(Using the information)
1. In the ferry-ticket thread:
(a) Above what length is the motorhome, according to the opening post, so that it must be booked as freight?
(b) What phone number does Russell give for problems with booking?
(c) Which ferry company and which discount does autostratus suggest checking?
2. Which usernames post in the ferry-ticket thread? List each one once.

# P&O ferry tickets - help needed



## dcummin (Jan 21, 2008)

Hi all

Planning a dover to calais crossing and as my motorhome is over 6.5 metres long the site says I have to book as frieight.

when I go on to the frieight section its asking me to fill in a credit application - dont understand, just want a crossing not a credit agreement

any help or advice really apppreciated

thanks

David


----------



## Rapide561 (Oct 1, 2005)

*P&O*

Hi

Good to www.poferries.com and then click on book.

Where you are asked for your dates, journey route etc, there is a drop down menu for a motorhome. You will then be asked for height and length.

If you have any probs, phone on 01304 863000.

Russell


----------



## dcummin (Jan 21, 2008)

ahh - schoolboy error!

thanks for the help


----------



## autostratus (May 9, 2005)

dcummin said:


> Hi all
> 
> Planning a dover to calais crossing and as my motorhome is over 6.5 metres long the site says I have to book as frieight.
> 
> ...


Don't forget to check out the cost of the sailings using SeaFrance and the Motorhomefacts discount.
Check subscriber discounts for more info.


----------



## greenasthegrass (Oct 27, 2007)

Try the chunnel it ace!


----------



## 38Rover (Nov 9, 2006)

Came Callis Dover P&O in March £25 tunnel good I agree but £75 pays your money takes your choice

Colin


----------

(Dataset excerpt)
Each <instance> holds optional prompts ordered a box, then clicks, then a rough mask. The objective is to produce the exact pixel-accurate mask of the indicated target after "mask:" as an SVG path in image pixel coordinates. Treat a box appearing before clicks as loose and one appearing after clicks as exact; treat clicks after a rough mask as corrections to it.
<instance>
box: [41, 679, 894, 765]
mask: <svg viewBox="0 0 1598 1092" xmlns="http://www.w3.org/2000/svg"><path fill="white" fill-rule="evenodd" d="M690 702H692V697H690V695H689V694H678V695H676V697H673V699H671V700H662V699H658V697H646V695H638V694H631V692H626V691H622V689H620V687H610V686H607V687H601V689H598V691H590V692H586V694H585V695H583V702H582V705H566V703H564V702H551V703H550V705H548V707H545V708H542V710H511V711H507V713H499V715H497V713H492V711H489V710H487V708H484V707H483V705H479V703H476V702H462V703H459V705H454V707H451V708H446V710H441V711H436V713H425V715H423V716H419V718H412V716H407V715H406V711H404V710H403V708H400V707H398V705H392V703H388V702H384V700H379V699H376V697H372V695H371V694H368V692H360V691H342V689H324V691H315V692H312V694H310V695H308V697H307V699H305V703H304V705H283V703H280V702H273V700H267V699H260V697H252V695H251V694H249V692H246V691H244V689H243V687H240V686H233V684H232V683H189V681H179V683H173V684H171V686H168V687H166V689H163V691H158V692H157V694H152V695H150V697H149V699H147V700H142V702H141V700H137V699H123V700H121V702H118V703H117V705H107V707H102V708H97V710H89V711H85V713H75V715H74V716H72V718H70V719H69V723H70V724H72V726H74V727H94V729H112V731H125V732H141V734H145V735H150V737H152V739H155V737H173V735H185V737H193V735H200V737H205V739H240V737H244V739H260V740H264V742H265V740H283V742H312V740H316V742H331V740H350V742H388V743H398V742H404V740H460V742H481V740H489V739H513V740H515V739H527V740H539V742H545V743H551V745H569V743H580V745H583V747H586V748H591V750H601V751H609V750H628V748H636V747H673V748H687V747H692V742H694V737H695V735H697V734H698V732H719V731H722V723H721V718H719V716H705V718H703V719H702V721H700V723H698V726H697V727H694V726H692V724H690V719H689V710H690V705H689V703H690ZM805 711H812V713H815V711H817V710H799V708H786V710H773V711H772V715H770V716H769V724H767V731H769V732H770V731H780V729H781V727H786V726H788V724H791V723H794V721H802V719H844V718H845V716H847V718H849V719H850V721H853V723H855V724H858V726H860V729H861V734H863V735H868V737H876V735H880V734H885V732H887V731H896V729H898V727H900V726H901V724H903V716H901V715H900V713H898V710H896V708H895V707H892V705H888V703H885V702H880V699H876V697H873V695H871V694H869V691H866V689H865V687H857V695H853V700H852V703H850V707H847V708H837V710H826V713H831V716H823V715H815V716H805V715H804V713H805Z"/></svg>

(Answers to this exercise)
1.
(a) 6.5 metres
(b) 01304 863000
(c) SeaFrance and the Motorhomefacts discount

2.
dcummin
Rapide561
autostratus
greenasthegrass
38Rover